Exercise passage:
+++
Initially, it was thought that the reflux events were not a result of hydrate formation or trapped water as field instrumentation indicated very low water content in the feed gas. When modelled with an inlet feed water content below 3 lb/MMscf, the process simulation model predicted no hydrate formation in the NGL recovery column. Additionally, the pressure differential transmitter across the tower spanned 0-1 psi across the tower trays, offering little insight into tray loading both leading up to and during the events. Figure 4 illustrates data collected in the facility where reflux events were observed despite data indicating moisture content to the tower well below the design requirement of 3 lb/MMscf.
In the interests of creating a model of the entire plant to evaluate upstream effects on this process, a model of the dehydration unit was added with current operating data and integrated with the NGL recovery model. Once the team modelled the upstream TEG dehydration unit, the predicted water content at the inlet of the NGL recovery unit was noticeably higher than instrumentation indicated.
+++
List of tasks:
• A. In the NGL recovery passage, what range did the pressure differential transmitter across the tower span?
• B. Extend the passage on reflux events in the NGL recovery column with a few sentences that pick up after its final sentence.
The data that follows has no connection to the passage about the NGL recovery column.

Stored data:
+++
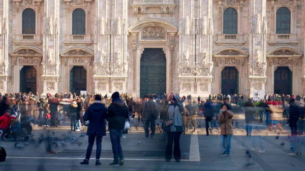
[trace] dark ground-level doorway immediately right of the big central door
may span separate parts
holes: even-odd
+++
Response list:
• A. It spanned 0-1 psi across the tower trays.

• B.
As designed by Dickson Process Systems, the NGL recovery unit required a dried feed gas with a water content of no more than 3 lb/MMscf.
When modelled at the operating conditions, a gas water content of 9 lb/MMscf was predicted. The plant engineers manually measured the moisture content in the inlet feed to the NGL recovery column using Draeger tubes and a hand-held automatic dew point hygrometer, both of which confirmed the higher water content predicted by the model. The in-line water content analyser was found to be miscalibrated, which explained why it was difficult to identify the cause of the reflux events. In the interests of collecting the most accurate data moving forward, the in-line moisture analyser was recalibrated and currently delivers reasonable values.